Stored records
---*---

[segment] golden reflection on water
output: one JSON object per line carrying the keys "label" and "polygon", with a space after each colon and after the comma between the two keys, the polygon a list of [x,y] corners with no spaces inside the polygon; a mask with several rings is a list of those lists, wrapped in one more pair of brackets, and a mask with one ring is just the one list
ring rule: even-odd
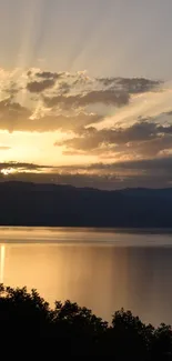
{"label": "golden reflection on water", "polygon": [[0,245],[0,283],[3,283],[3,274],[4,274],[4,258],[6,258],[6,245]]}
{"label": "golden reflection on water", "polygon": [[[100,243],[73,239],[72,234],[71,243],[3,240],[0,282],[36,288],[51,305],[54,300],[77,301],[105,320],[124,307],[145,322],[172,323],[172,248],[160,247],[160,240],[158,247],[148,247],[148,238],[142,247],[107,243],[108,234]],[[138,243],[141,240],[138,235]]]}

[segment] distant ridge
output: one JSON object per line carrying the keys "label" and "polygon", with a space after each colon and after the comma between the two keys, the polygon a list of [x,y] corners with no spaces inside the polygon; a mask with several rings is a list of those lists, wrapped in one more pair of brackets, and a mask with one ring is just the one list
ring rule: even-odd
{"label": "distant ridge", "polygon": [[0,182],[0,225],[172,228],[172,188]]}

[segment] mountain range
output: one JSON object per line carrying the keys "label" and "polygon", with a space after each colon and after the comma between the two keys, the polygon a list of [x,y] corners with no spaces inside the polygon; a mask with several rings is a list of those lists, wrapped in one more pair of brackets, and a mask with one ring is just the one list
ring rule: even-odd
{"label": "mountain range", "polygon": [[172,188],[103,191],[0,183],[0,225],[171,228]]}

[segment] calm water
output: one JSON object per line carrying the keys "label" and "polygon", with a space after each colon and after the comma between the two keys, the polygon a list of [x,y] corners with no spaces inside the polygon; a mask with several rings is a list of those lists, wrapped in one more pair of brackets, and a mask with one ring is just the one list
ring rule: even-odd
{"label": "calm water", "polygon": [[51,304],[70,299],[103,319],[121,307],[172,323],[172,233],[0,228],[0,282]]}

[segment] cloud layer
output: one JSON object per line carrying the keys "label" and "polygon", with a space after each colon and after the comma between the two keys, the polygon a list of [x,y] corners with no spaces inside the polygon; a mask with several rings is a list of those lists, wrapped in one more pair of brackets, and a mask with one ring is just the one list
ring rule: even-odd
{"label": "cloud layer", "polygon": [[[171,83],[34,68],[1,69],[0,78],[0,152],[4,160],[17,147],[11,142],[16,132],[43,137],[39,152],[49,153],[51,148],[45,166],[38,158],[34,164],[33,151],[30,162],[24,152],[11,162],[7,157],[0,164],[2,179],[8,174],[105,189],[170,187]],[[8,143],[2,141],[4,131],[10,134],[6,136]],[[53,134],[57,140],[50,144]],[[31,149],[31,142],[27,147]]]}

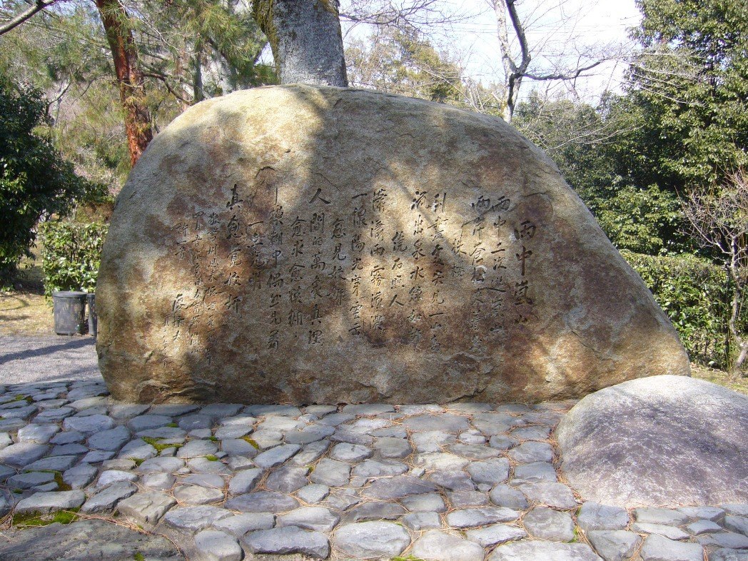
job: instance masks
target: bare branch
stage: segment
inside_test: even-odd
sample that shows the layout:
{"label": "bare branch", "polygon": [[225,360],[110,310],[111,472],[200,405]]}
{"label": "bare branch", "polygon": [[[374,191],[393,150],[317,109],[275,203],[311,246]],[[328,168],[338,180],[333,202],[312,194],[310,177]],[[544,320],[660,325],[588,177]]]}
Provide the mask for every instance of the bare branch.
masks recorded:
{"label": "bare branch", "polygon": [[52,4],[56,4],[58,1],[64,1],[64,0],[36,0],[31,6],[20,13],[17,14],[15,17],[11,18],[7,22],[4,22],[0,24],[0,35],[7,33],[11,29],[14,29],[18,27],[27,19],[32,18],[42,10],[48,8]]}

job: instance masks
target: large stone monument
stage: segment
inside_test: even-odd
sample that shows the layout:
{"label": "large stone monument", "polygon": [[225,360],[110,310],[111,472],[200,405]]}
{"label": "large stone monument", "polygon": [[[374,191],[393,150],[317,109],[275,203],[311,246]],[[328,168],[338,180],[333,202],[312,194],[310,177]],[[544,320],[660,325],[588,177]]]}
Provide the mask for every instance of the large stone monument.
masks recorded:
{"label": "large stone monument", "polygon": [[185,111],[117,199],[96,298],[120,399],[535,401],[689,373],[540,150],[499,119],[352,89]]}

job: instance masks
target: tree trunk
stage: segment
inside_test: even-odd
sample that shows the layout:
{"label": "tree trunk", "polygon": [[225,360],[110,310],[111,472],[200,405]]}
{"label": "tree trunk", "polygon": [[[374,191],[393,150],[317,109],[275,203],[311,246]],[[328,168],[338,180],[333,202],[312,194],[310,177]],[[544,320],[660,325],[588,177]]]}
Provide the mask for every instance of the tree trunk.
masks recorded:
{"label": "tree trunk", "polygon": [[138,66],[138,51],[128,16],[120,0],[96,0],[120,85],[120,99],[125,112],[125,134],[130,163],[135,165],[153,138],[150,112],[146,103],[143,73]]}
{"label": "tree trunk", "polygon": [[253,0],[281,84],[346,87],[338,0]]}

---*---

**Instructions to follow**
Reproduce the whole listing above word for word, but not its pictures.

**Full solution**
[segment] golden reflection on water
output: one JSON object per line carrying the keys "label" and "polygon", with a space after each colon and after the comma between the two keys, the polygon a list of [x,y] corners with no spaces inside the polygon; a mask with several rings is a list of those lists, wrapped in one more pair of brackets, and a mask with one ring is just the one list
ring rule: even-odd
{"label": "golden reflection on water", "polygon": [[0,245],[0,283],[3,283],[3,274],[4,274],[4,258],[6,258],[6,245]]}
{"label": "golden reflection on water", "polygon": [[[100,243],[73,239],[72,234],[71,243],[3,240],[0,282],[36,288],[51,305],[54,300],[77,301],[105,320],[124,307],[145,322],[172,323],[172,248],[160,247],[160,240],[158,247],[148,247],[148,238],[142,247],[107,243],[108,234]],[[138,243],[141,240],[138,235]]]}

[segment] distant ridge
output: one JSON object per line carrying the keys "label" and "polygon", with a space after each colon and after the comma between the two keys, the polygon a list of [x,y] corners with no spaces inside the polygon; a mask with several rings is a list of those lists, wrapped in one more pair of brackets, and a mask with one ring is just the one list
ring rule: even-odd
{"label": "distant ridge", "polygon": [[0,182],[0,225],[172,228],[172,188]]}

[segment] mountain range
output: one JSON object per line carrying the keys "label" and "polygon", with a space after each colon and after the comma between the two keys, the polygon a list of [x,y] corners with no spaces inside the polygon; a mask with several rings is a list of those lists, wrapped in one more pair of brackets, and a mask with one ring is just the one list
ring rule: even-odd
{"label": "mountain range", "polygon": [[172,188],[103,191],[0,183],[0,225],[171,228]]}

[segment] calm water
output: one JSON object per line carrying the keys "label" and "polygon", with a space after each colon and after the comma between the two keys, the polygon a list of [x,y] corners with no spaces inside the polygon; a mask with several rings is a list of those lists, wrapped in one more pair of brackets, and a mask with one ring is just the one list
ring rule: even-odd
{"label": "calm water", "polygon": [[51,304],[70,299],[103,319],[121,307],[172,323],[172,233],[0,228],[0,282]]}

[segment] cloud layer
output: one JSON object per line carrying the keys "label" and "polygon", with a space after each colon and after the comma between the two keys, the polygon a list of [x,y] corners with no spaces inside the polygon; a mask with several rings is a list of those lists, wrapped in one more pair of brackets, and a mask with one ring is just the one list
ring rule: even-odd
{"label": "cloud layer", "polygon": [[[171,83],[34,68],[1,69],[0,78],[0,152],[4,160],[17,147],[11,142],[16,132],[43,137],[39,152],[49,153],[51,148],[45,166],[38,158],[34,164],[33,151],[30,162],[24,152],[11,162],[7,157],[0,164],[2,179],[8,174],[105,189],[170,187]],[[8,143],[2,141],[4,131],[10,134],[6,136]],[[53,134],[57,140],[50,144]],[[31,149],[31,142],[27,147]]]}

job: instance masks
target: bare branch
stage: segment
inside_test: even-odd
sample that shows the layout:
{"label": "bare branch", "polygon": [[225,360],[110,310],[111,472],[200,405]]}
{"label": "bare branch", "polygon": [[[374,191],[393,150],[317,109],[275,203],[311,246]],[[328,168],[338,180],[333,202],[312,194],[310,177]],[[544,320],[660,325],[588,177]]]}
Provide the mask for every instance of the bare branch.
masks recorded:
{"label": "bare branch", "polygon": [[52,4],[56,4],[58,1],[64,1],[64,0],[36,0],[31,6],[20,13],[17,14],[15,17],[11,18],[7,22],[4,22],[0,24],[0,35],[7,33],[11,29],[14,29],[18,27],[27,19],[32,18],[42,10],[48,8]]}

job: instance masks
target: large stone monument
stage: segment
inside_test: even-odd
sample that shows the layout:
{"label": "large stone monument", "polygon": [[225,360],[110,310],[111,472],[200,405]]}
{"label": "large stone monument", "polygon": [[[374,191],[393,150],[317,109],[275,203],[311,246]],[[328,168],[338,180],[333,202],[312,194],[310,177]],[[544,320],[660,325],[588,177]]]}
Provide the mask for every instance of the large stone monument.
masks recorded:
{"label": "large stone monument", "polygon": [[185,111],[117,199],[96,298],[120,399],[535,401],[689,373],[540,150],[499,119],[352,89]]}

job: instance masks
target: tree trunk
stage: segment
inside_test: even-odd
sample that shows the layout:
{"label": "tree trunk", "polygon": [[225,360],[110,310],[111,472],[200,405]]}
{"label": "tree trunk", "polygon": [[[374,191],[393,150],[317,109],[275,203],[311,246]],[[328,168],[338,180],[333,202],[312,194],[310,177]],[[544,320],[660,325],[588,177]]]}
Provide the mask for every instance of the tree trunk.
masks recorded:
{"label": "tree trunk", "polygon": [[138,66],[138,51],[128,16],[120,0],[96,0],[120,85],[120,99],[125,112],[125,134],[130,163],[135,165],[153,138],[150,112],[146,103],[143,73]]}
{"label": "tree trunk", "polygon": [[253,0],[281,84],[346,87],[338,0]]}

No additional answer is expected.